[WHAT IS NEEDED] Give the data again exactly as written, skipping any pictures.

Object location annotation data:
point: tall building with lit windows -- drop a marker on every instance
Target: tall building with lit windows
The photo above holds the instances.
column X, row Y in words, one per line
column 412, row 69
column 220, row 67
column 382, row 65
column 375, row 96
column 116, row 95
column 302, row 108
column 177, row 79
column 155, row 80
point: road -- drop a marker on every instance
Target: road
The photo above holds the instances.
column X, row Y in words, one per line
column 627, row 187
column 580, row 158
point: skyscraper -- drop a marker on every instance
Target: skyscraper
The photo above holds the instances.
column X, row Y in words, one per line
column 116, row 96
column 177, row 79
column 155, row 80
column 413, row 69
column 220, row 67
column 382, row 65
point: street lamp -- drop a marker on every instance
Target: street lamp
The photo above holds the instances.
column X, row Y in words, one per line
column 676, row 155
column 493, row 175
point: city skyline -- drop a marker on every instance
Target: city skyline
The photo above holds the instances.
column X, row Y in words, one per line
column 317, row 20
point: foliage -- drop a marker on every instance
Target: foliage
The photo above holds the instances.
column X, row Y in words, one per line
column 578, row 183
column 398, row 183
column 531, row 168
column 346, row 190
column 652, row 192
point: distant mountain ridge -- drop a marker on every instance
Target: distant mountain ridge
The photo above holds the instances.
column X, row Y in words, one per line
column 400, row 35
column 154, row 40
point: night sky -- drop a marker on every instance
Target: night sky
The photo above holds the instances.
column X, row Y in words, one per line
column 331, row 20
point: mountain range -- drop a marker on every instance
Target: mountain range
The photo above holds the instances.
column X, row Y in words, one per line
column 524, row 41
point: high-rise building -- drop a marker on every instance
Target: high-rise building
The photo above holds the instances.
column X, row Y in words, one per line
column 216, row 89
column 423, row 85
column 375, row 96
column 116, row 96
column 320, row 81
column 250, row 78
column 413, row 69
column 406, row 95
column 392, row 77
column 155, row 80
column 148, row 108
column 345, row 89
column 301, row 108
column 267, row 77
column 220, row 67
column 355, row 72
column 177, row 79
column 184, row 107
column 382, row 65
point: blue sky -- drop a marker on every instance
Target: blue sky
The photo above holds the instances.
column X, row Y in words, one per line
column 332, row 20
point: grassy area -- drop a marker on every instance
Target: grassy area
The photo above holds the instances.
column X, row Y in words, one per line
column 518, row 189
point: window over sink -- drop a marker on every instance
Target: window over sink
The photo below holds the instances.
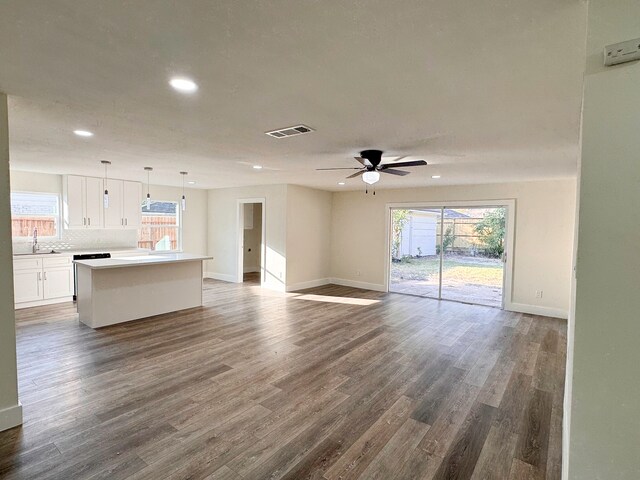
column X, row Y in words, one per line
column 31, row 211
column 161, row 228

[COMPLETE OUTPUT]
point: tall building with lit windows -- drop a marker on every instance
Target: tall building with lit windows
The photo above holds the instances.
column X, row Y in words, one per line
column 412, row 69
column 220, row 67
column 382, row 65
column 375, row 96
column 116, row 95
column 302, row 108
column 177, row 79
column 155, row 80
point: road -- drop a marker on every instance
Target: road
The photo above holds the instances.
column X, row Y in words, one per line
column 627, row 187
column 580, row 158
point: skyscraper -- drop a marker on every instance
Target: skyscraper
The photo above holds the instances.
column X, row Y in words, one per line
column 116, row 96
column 177, row 79
column 155, row 80
column 413, row 69
column 220, row 67
column 382, row 65
point: street lamp -- drop a marker on every instance
Target: street lamp
The photo above holds the instances.
column X, row Y in words, one per line
column 676, row 155
column 493, row 175
point: city skyline -- drop a marker on every instance
Target: city skyline
The photo above holds the instances.
column X, row Y in words, one per line
column 317, row 20
point: foliage -- drop a marker on every instance
Target: foliage
The photo above holds the instances.
column X, row Y in words, one per line
column 578, row 183
column 398, row 183
column 531, row 168
column 346, row 190
column 652, row 192
point: distant mountain ridge -- drop a marker on every instance
Target: distant mountain ridge
The photo above holds the instances.
column X, row Y in words, one per line
column 400, row 35
column 154, row 40
point: night sky -- drop a marker on every instance
Target: night sky
The photo above holds the instances.
column X, row Y in words, one per line
column 331, row 20
point: mountain range -- drop a marker on every instance
Target: mountain range
The photo above holds the instances.
column X, row Y in words, one per line
column 524, row 41
point: high-rise building -- drop a marker on every instance
Target: high-rise building
The photo above holds the instances.
column X, row Y in words, one per line
column 216, row 89
column 423, row 85
column 375, row 96
column 116, row 96
column 320, row 81
column 250, row 78
column 413, row 69
column 406, row 95
column 392, row 77
column 155, row 80
column 148, row 108
column 345, row 89
column 301, row 108
column 267, row 77
column 220, row 67
column 355, row 72
column 177, row 79
column 184, row 107
column 382, row 65
point: blue sky -- drop a marker on every instance
Target: blue sky
The photo above holds the instances.
column X, row Y in words, one per line
column 332, row 20
point: grassy area -- drop a marker on every instance
Target: grassy area
The photo above holds the instances.
column X, row Y in words, one per line
column 518, row 189
point: window over sink -- drop a marker on every instance
Target: window over sink
The photo below holds the instances.
column X, row Y in words, one per line
column 31, row 211
column 161, row 228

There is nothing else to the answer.